Task inputs

::::::

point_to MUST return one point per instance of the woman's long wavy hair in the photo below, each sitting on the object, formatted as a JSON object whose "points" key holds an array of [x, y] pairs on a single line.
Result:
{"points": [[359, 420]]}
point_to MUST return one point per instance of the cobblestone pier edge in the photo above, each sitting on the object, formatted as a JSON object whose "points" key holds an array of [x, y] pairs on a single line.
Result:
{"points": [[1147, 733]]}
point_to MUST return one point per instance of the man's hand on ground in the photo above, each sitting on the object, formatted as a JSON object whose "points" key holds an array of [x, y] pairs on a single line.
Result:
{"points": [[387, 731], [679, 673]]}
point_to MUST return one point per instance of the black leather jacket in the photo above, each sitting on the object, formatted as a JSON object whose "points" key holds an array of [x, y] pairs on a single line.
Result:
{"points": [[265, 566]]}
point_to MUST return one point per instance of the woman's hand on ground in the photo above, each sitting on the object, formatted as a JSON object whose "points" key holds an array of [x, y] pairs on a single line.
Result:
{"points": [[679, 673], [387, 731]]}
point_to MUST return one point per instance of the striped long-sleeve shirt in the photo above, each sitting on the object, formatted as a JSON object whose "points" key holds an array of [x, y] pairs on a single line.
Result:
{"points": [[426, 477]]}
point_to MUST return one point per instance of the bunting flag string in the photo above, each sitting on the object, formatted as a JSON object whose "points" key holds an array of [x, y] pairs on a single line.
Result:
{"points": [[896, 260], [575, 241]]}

::::::

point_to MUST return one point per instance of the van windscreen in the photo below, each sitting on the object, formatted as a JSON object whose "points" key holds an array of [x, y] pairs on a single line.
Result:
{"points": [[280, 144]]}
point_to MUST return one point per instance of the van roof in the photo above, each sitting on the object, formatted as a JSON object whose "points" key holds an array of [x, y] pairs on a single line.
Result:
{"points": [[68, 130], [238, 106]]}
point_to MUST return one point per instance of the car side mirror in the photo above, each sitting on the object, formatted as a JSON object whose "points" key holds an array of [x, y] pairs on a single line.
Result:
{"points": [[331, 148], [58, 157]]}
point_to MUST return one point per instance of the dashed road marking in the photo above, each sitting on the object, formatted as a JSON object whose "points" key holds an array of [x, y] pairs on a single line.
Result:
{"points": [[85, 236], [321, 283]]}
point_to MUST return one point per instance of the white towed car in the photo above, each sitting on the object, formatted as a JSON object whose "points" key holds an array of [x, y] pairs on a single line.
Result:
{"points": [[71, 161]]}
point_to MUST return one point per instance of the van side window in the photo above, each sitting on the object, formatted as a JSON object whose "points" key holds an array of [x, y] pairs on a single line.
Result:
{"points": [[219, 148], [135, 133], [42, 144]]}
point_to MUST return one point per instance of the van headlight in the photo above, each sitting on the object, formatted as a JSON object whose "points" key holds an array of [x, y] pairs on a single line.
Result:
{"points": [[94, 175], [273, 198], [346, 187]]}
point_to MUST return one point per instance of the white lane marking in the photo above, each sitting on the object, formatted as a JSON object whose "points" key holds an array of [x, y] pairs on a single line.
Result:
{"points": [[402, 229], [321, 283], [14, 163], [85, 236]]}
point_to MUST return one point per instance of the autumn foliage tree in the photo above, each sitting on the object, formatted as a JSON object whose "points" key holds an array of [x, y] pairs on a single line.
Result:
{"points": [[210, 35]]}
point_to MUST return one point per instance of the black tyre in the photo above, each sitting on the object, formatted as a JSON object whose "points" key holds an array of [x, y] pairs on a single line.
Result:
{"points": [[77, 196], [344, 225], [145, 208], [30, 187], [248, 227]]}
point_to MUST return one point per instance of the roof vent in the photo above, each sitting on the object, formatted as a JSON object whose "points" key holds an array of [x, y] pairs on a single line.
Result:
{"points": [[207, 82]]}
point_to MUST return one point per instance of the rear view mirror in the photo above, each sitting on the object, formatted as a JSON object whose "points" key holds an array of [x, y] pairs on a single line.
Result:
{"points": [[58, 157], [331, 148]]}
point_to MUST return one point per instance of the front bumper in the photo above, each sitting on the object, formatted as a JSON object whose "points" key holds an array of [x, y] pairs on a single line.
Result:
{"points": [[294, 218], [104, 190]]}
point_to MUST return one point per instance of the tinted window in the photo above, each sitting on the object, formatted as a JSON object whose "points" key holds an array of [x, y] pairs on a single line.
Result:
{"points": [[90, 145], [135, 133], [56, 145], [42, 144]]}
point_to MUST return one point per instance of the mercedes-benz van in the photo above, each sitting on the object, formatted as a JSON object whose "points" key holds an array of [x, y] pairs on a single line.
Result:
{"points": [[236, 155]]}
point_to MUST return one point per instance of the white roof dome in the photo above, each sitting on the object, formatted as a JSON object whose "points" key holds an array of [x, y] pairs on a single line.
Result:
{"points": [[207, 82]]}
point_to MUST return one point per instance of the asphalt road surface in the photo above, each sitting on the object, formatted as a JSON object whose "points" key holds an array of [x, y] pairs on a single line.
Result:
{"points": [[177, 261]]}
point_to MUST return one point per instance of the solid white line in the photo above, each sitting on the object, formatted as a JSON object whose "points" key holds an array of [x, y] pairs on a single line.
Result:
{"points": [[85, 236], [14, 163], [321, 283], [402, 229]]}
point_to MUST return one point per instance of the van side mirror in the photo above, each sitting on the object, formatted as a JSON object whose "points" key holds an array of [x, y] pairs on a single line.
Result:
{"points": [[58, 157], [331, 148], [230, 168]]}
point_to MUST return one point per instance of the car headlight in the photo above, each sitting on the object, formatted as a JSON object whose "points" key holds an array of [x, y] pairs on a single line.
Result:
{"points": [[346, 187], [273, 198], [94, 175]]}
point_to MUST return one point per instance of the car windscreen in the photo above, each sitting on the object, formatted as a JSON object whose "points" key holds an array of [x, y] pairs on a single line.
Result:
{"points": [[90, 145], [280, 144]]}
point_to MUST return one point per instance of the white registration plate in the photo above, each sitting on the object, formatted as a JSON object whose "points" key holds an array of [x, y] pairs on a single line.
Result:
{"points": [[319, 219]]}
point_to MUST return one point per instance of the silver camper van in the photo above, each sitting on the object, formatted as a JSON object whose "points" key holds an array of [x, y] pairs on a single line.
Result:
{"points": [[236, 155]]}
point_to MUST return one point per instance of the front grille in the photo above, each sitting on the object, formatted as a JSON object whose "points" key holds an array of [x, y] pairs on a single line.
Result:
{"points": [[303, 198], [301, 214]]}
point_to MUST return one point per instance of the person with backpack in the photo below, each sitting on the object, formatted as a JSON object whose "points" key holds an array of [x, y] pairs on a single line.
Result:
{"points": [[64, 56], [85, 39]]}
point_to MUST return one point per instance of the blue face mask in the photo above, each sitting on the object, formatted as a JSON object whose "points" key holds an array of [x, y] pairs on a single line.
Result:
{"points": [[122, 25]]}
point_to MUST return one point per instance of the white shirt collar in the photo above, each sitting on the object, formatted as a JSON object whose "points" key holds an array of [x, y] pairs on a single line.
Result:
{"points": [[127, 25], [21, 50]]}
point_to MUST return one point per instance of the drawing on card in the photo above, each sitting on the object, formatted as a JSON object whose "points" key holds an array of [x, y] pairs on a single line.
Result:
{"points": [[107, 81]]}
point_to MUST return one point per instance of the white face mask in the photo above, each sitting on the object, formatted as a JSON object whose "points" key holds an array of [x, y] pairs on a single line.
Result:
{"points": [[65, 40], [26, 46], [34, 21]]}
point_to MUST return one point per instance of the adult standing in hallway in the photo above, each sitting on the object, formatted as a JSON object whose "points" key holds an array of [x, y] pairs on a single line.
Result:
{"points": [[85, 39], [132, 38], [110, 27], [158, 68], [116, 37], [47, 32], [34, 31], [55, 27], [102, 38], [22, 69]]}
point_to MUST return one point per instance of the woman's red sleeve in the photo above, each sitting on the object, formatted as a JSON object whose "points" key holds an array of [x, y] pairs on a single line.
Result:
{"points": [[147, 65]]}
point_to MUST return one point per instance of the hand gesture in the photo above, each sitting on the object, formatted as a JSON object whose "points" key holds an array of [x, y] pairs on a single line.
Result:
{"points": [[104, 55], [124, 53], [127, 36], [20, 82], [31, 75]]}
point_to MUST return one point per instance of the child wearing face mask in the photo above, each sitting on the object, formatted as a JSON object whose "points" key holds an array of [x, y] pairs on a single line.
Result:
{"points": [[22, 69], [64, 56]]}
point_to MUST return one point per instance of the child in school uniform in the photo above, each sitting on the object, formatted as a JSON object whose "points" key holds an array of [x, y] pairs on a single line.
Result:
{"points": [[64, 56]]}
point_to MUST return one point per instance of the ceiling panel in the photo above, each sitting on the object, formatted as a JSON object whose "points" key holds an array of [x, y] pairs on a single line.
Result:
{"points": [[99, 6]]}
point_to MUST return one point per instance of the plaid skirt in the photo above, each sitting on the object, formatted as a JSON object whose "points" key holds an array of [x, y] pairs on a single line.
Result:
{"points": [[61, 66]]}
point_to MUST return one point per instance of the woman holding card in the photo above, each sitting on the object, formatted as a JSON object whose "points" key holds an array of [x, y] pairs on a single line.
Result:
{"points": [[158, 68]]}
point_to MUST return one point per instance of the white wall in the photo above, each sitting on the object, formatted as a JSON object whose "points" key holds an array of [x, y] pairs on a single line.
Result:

::::::

What is asked
Count the lines in the data above that contain the word "headlight" and give only that number.

Correct response
2